Stories of Oka

Land, Film, and Literature

Overview

In the summer of 1990, the Oka Crisis—or the Kanehsatake Resistance—exposed a rupture in the relationships between settlers and Indigenous peoples in Canada.

In the wake of the failure of the Meech Lake Accord, the conflict made visible a contemporary Indigenous presence that Canadian society had imagined was on the verge of disappearance. The 78-day standoff also reactivated a long history of Indigenous people’s resistance to colonial policies aimed at assimilation and land appropriation.

The land dispute at the core of this conflict raises obvious political and judicial issues, but it is also part of a wider context that incites us to fully consider the ways in which histories are performed, called upon, staged, told, imagined, and interpreted.

Stories of Oka: Land, Film, and Literature examines the standoff in relation to film and literary narratives, both Indigenous and non-Indigenous. This new English edition of St-Amand’s interdisciplinary, intercultural, and multi-perspective work offers a framework for thinking through the relationships that both unite and oppose settler societies and Indigenous peoples in Canada.

Reviews

“Future historians and critics studying Indigenous resistance, both at the barricades and through artistic production, will want this book on their shelves.”

Margery Fee, Canadian Literature

“This timely translation and updated edition of Isabelle St-Amand’s La crise d’Oka en récits: territoire, cinéma et littérature (2015) allows her important work to circulate in a new context and reach a wider audience, something especially crucial considering the continued relevance of its topic.”

STORED RECORDS:

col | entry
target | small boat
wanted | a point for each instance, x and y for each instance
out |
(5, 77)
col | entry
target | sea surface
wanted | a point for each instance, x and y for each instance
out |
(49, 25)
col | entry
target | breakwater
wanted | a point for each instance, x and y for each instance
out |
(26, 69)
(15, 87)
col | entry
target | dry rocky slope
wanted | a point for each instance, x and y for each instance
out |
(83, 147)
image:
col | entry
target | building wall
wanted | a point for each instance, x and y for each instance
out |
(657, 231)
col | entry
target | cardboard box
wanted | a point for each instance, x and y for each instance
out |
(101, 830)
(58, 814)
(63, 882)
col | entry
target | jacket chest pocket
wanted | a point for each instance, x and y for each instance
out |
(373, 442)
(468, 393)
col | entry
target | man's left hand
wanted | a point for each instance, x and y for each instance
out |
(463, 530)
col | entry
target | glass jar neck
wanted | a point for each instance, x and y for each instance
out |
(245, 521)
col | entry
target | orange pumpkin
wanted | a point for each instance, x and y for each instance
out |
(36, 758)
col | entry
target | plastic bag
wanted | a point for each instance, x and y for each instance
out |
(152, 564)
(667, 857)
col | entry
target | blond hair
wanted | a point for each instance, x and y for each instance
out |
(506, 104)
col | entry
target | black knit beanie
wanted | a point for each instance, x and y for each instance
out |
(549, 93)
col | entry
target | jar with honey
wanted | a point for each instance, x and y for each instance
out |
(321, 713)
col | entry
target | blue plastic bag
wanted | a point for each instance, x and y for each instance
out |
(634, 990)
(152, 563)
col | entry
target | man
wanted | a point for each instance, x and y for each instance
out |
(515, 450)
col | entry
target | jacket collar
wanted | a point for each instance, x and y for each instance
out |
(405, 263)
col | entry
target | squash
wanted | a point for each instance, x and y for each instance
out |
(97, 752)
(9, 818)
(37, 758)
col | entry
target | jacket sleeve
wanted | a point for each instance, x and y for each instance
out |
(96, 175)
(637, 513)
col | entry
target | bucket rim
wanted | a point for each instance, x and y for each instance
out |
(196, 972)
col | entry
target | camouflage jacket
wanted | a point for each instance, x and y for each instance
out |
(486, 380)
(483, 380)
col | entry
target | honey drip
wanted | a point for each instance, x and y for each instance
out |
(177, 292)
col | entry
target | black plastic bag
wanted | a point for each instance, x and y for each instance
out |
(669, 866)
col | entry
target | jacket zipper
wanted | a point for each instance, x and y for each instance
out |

WHAT IS NEEDED:
According to the book description, how many days did the standoff at Oka last?

EXPECTED ANSWER:
It lasted 78 days.